## EXERCISE INPUT

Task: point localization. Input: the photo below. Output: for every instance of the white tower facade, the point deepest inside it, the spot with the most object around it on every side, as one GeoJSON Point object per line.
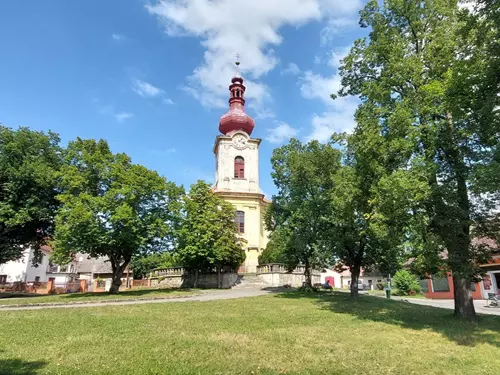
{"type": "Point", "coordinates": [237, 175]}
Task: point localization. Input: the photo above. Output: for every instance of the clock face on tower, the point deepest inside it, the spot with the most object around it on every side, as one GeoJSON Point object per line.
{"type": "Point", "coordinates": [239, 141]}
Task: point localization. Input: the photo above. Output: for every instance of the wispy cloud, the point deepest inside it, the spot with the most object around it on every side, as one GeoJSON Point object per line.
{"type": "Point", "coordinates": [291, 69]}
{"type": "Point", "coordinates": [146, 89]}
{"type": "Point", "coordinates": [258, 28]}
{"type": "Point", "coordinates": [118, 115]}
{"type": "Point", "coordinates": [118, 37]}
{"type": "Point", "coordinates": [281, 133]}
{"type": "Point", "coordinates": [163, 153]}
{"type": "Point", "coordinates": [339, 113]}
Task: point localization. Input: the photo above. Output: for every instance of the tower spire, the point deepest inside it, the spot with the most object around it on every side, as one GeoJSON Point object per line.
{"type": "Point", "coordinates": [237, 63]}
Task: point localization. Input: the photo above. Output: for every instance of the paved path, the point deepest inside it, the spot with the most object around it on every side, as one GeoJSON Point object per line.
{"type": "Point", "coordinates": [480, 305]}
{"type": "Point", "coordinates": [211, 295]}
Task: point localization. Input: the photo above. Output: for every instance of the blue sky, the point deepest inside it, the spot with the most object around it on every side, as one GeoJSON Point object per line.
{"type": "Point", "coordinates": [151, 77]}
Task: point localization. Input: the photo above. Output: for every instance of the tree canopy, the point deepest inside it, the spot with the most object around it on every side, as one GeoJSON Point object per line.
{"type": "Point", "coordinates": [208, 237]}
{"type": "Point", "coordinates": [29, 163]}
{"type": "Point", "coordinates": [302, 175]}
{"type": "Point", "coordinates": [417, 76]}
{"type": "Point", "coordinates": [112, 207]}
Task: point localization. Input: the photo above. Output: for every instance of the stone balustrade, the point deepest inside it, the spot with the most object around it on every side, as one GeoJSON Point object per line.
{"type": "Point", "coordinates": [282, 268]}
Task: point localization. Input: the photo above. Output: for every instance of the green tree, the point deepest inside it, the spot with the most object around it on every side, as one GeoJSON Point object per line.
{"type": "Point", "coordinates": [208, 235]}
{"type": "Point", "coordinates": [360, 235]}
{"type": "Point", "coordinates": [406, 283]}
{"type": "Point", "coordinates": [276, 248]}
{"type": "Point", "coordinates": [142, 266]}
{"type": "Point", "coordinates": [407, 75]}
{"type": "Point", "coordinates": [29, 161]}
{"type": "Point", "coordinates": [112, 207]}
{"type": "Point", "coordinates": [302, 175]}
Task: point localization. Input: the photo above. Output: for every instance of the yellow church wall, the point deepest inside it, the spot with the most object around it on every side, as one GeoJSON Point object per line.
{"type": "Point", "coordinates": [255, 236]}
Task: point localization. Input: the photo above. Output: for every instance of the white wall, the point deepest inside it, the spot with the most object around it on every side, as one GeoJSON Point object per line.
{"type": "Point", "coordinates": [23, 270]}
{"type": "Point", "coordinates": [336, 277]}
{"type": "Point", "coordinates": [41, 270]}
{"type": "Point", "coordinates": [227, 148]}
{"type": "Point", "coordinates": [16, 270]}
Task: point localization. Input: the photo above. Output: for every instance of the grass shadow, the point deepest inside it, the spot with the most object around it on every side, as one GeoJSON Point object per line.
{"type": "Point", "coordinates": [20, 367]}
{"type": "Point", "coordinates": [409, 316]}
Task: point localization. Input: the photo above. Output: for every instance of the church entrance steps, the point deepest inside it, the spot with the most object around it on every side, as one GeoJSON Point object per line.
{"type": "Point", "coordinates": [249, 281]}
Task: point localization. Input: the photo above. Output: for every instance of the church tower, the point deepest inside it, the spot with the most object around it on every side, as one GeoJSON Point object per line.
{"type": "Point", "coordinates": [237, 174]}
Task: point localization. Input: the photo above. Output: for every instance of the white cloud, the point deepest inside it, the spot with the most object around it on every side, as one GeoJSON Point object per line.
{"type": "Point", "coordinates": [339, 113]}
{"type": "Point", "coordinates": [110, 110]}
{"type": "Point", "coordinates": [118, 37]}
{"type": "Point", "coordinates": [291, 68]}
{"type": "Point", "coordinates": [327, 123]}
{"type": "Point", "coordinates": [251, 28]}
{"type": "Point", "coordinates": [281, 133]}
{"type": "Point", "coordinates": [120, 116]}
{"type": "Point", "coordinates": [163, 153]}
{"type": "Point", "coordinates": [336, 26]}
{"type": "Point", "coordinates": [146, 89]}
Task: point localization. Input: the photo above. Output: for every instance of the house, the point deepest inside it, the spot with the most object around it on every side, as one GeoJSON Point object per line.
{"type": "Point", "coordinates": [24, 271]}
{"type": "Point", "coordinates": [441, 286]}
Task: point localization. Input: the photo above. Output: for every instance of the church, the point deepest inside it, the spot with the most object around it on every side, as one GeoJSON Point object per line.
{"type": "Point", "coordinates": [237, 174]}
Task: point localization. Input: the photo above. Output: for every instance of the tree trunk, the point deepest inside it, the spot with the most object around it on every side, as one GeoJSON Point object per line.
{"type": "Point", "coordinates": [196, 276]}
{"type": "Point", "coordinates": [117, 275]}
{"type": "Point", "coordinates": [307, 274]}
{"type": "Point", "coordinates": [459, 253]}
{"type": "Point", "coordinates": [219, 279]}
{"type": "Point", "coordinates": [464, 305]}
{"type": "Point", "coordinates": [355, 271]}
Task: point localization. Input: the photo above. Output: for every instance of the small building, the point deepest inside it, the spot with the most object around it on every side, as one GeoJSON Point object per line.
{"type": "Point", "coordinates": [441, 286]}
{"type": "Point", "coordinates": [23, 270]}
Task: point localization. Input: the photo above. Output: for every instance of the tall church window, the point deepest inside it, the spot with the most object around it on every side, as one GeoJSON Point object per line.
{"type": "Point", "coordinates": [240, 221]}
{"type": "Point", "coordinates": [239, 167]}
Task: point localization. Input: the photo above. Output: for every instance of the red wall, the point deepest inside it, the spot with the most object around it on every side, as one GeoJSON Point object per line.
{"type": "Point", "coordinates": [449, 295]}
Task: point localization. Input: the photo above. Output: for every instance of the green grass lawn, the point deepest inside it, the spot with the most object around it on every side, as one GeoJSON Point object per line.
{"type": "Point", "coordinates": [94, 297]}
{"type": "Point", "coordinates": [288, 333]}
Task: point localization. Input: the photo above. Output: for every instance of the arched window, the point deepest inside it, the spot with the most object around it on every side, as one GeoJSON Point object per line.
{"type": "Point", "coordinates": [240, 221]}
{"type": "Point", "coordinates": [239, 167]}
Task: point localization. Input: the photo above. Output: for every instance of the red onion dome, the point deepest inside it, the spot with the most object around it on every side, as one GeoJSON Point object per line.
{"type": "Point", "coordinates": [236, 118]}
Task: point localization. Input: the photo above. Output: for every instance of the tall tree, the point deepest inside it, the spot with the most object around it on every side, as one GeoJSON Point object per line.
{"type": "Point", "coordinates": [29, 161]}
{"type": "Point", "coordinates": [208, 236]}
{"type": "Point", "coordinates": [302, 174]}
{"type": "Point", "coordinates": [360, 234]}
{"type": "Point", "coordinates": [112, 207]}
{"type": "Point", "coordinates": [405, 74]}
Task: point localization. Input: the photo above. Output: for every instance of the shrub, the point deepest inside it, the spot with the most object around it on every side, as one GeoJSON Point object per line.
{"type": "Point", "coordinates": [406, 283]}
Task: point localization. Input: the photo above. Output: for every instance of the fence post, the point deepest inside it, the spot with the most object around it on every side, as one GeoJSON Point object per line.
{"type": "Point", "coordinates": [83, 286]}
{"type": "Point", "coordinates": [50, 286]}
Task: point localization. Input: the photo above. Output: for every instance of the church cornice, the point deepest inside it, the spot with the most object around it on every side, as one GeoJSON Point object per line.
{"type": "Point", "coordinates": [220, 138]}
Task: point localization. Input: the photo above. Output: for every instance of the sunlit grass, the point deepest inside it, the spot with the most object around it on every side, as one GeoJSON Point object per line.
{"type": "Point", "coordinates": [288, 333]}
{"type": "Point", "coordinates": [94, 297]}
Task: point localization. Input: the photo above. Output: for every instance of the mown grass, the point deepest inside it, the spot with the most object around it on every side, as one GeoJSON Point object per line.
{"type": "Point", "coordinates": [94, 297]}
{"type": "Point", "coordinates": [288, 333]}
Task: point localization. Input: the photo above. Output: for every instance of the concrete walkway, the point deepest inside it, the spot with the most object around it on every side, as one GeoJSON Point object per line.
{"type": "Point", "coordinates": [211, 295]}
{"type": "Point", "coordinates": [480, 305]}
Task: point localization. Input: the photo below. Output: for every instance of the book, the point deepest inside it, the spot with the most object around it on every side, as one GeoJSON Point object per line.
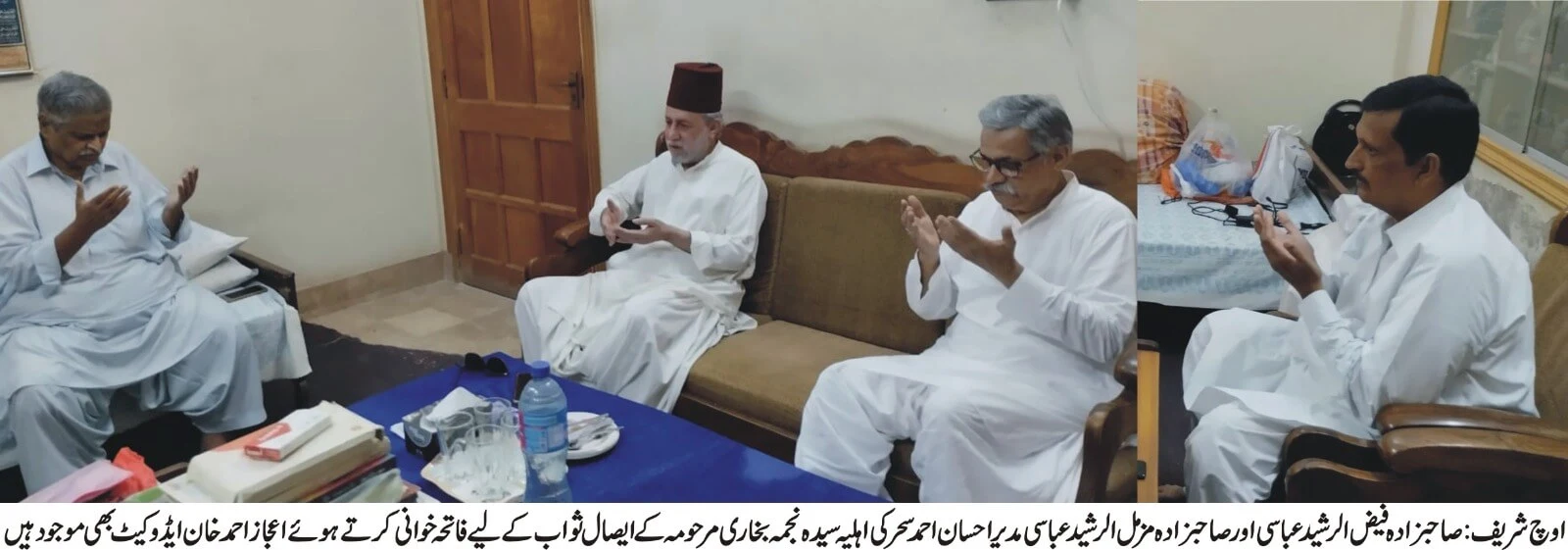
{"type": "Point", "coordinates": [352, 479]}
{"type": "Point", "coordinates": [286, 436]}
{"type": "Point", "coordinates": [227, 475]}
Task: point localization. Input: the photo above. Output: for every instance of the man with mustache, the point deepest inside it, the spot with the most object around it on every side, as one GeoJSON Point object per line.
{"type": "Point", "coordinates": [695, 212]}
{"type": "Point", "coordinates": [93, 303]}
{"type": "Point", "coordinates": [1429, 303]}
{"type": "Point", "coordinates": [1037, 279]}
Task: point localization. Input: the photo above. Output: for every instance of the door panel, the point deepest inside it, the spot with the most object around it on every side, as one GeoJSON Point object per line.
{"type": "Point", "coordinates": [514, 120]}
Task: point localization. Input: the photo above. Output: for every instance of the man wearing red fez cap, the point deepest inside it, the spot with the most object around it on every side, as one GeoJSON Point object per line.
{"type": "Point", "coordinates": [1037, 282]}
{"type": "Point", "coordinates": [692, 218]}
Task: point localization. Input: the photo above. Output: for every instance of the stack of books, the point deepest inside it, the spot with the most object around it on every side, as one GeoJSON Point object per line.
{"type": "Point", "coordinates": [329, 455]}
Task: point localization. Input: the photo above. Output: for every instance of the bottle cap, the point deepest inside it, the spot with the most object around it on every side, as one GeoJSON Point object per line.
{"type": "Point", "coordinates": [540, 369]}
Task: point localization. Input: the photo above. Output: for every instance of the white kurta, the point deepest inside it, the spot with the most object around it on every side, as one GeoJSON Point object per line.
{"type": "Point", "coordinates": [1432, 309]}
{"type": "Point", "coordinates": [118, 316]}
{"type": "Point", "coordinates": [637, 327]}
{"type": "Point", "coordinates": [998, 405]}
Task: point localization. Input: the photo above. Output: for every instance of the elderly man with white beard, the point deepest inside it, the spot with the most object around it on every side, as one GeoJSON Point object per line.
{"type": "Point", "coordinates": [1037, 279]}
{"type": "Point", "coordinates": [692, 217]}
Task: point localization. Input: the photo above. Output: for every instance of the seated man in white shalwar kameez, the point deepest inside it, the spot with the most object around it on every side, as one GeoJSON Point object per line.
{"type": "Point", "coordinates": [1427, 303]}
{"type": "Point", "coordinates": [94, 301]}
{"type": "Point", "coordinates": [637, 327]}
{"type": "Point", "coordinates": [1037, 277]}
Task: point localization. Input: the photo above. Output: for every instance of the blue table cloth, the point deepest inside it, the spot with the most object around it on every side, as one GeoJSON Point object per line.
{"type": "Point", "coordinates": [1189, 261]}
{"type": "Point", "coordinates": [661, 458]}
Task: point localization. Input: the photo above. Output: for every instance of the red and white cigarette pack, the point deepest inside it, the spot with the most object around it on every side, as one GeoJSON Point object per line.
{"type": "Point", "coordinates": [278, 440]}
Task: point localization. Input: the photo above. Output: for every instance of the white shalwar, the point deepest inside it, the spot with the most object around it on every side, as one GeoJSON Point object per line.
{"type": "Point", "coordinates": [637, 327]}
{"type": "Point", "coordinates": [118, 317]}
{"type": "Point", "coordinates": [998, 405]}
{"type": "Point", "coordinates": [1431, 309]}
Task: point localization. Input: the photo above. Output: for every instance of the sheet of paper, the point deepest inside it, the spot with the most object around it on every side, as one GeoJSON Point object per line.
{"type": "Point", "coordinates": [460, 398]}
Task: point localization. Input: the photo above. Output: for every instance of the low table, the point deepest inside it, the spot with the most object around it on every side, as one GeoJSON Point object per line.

## DO THIS
Give back exactly the lines from the line holding "of the sheet" through the last line of the listing, including both.

## FINAL RESULT
Task: point localization. Input: the photo above. Output: for every instance of the sheet of paper, the point deepest inside it, the spot with the most object around it on every side, as one GeoJSON Point object per line.
{"type": "Point", "coordinates": [460, 398]}
Task: point localization. Input: the photo above. Output: for every instance of the low table, the point deepest inside it, the spot with the most object around it on every side, as one GeoJSON Point object per line.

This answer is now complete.